■ **Available data**:

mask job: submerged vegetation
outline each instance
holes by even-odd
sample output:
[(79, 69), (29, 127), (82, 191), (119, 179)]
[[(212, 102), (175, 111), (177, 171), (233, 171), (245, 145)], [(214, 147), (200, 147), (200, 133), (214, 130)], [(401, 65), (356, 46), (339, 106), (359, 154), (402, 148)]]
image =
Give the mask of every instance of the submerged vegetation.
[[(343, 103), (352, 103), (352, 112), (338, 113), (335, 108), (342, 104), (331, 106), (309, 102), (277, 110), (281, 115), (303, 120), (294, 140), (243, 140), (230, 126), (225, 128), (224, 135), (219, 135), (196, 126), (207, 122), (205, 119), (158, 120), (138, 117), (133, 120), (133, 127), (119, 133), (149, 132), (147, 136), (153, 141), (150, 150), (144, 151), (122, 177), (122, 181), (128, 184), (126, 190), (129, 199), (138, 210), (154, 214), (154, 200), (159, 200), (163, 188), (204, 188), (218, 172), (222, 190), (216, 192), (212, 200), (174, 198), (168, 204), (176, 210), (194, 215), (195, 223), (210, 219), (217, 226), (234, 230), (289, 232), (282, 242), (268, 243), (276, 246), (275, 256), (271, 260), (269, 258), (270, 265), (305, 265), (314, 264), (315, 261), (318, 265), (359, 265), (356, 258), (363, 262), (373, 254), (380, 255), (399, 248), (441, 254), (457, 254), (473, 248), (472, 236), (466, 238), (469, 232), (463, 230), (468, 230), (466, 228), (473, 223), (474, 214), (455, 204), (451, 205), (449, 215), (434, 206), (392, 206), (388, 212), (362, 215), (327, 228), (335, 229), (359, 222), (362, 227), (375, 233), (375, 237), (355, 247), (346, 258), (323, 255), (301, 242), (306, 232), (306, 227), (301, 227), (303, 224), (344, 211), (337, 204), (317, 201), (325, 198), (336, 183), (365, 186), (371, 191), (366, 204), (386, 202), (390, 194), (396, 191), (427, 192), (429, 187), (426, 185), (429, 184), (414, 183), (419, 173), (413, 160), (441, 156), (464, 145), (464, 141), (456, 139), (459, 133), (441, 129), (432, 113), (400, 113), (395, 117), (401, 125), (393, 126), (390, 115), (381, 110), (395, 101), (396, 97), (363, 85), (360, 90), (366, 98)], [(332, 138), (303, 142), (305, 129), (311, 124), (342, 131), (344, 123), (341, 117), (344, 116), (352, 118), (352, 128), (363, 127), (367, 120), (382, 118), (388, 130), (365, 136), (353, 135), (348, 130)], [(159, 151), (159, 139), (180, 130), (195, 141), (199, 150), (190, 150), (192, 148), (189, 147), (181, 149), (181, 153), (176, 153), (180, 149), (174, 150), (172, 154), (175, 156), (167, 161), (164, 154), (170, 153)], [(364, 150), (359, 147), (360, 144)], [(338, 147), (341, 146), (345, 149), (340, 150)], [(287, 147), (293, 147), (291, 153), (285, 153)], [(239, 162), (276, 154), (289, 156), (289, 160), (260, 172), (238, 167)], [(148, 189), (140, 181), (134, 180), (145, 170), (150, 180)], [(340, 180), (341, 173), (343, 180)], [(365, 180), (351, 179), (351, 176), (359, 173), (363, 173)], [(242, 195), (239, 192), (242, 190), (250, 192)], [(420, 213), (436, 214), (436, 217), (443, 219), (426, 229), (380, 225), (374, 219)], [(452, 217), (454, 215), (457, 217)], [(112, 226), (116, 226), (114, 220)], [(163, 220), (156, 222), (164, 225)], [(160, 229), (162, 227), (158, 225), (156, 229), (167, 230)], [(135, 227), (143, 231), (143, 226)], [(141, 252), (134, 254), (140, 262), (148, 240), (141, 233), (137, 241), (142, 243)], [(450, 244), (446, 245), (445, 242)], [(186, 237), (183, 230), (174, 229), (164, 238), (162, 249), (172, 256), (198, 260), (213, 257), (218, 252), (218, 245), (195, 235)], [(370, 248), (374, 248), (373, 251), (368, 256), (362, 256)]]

■ **What needs to be done**: Print all entries again, exactly.

■ **Your solution**:
mask job: submerged vegetation
outline each instance
holes by even-odd
sample output:
[(79, 69), (29, 127), (82, 191), (119, 179)]
[[(212, 102), (175, 111), (177, 171), (233, 171), (245, 145)], [(214, 147), (200, 147), (200, 133), (214, 130)], [(401, 65), (356, 46), (339, 106), (359, 154), (402, 148)]]
image =
Give the mask of every instance of the submerged vegetation.
[[(343, 103), (352, 103), (352, 112), (338, 113), (335, 108), (342, 104), (331, 106), (309, 102), (277, 110), (281, 115), (303, 120), (294, 140), (243, 140), (230, 126), (225, 128), (224, 135), (219, 135), (196, 126), (207, 122), (205, 119), (158, 120), (138, 117), (133, 120), (133, 127), (119, 133), (149, 132), (147, 136), (153, 141), (150, 150), (144, 151), (122, 177), (122, 181), (128, 184), (126, 190), (129, 199), (138, 210), (154, 214), (154, 200), (159, 200), (163, 188), (204, 188), (218, 172), (222, 190), (216, 192), (212, 200), (174, 198), (168, 204), (176, 210), (194, 215), (195, 223), (210, 219), (217, 226), (234, 230), (289, 232), (282, 242), (268, 243), (276, 246), (275, 256), (271, 260), (269, 258), (270, 265), (305, 265), (314, 264), (315, 261), (318, 265), (359, 265), (356, 258), (363, 262), (373, 254), (380, 255), (399, 248), (441, 254), (457, 254), (473, 248), (472, 236), (466, 238), (469, 232), (463, 230), (468, 230), (466, 228), (473, 223), (474, 214), (455, 204), (451, 205), (449, 215), (434, 206), (392, 206), (388, 212), (362, 215), (327, 228), (335, 229), (359, 222), (362, 227), (375, 233), (375, 237), (355, 247), (346, 258), (323, 255), (301, 242), (306, 232), (306, 227), (301, 227), (303, 224), (344, 211), (337, 204), (317, 201), (325, 198), (336, 183), (365, 186), (371, 191), (366, 204), (386, 202), (390, 194), (396, 191), (427, 192), (429, 187), (426, 185), (429, 184), (414, 183), (419, 173), (413, 160), (441, 156), (464, 145), (464, 141), (456, 139), (459, 133), (441, 129), (432, 113), (400, 113), (395, 117), (401, 125), (393, 126), (390, 115), (381, 110), (395, 101), (396, 97), (363, 85), (360, 90), (366, 98)], [(332, 138), (303, 142), (305, 129), (311, 124), (342, 131), (344, 123), (341, 117), (344, 116), (352, 118), (352, 128), (363, 127), (367, 120), (382, 118), (388, 130), (365, 136), (353, 135), (348, 130)], [(159, 151), (159, 139), (180, 130), (195, 141), (199, 150), (190, 150), (192, 148), (189, 147), (181, 149), (181, 153), (176, 153), (180, 149), (174, 150), (172, 154), (175, 156), (167, 161), (164, 154), (170, 153)], [(364, 150), (359, 147), (360, 144)], [(338, 147), (341, 146), (345, 149), (340, 150)], [(287, 147), (293, 147), (291, 153), (285, 153)], [(239, 162), (276, 154), (289, 156), (289, 160), (260, 172), (238, 167)], [(148, 189), (140, 181), (134, 180), (145, 170), (150, 180)], [(340, 180), (341, 173), (343, 180)], [(365, 180), (351, 179), (351, 176), (359, 173), (363, 173)], [(242, 195), (239, 192), (242, 190), (250, 192)], [(420, 213), (436, 214), (436, 217), (443, 219), (426, 229), (380, 225), (374, 219)], [(452, 217), (454, 215), (457, 217)], [(112, 226), (116, 226), (114, 220)], [(163, 220), (156, 222), (164, 225)], [(160, 229), (162, 227), (158, 225), (156, 229), (167, 230)], [(135, 227), (143, 231), (143, 226)], [(141, 252), (134, 254), (140, 262), (148, 240), (141, 233), (137, 241), (142, 243)], [(450, 244), (446, 245), (445, 242)], [(186, 237), (183, 230), (174, 229), (164, 238), (162, 249), (172, 256), (198, 260), (213, 257), (218, 252), (218, 245), (195, 235)], [(370, 248), (374, 248), (373, 251), (368, 256), (362, 256)]]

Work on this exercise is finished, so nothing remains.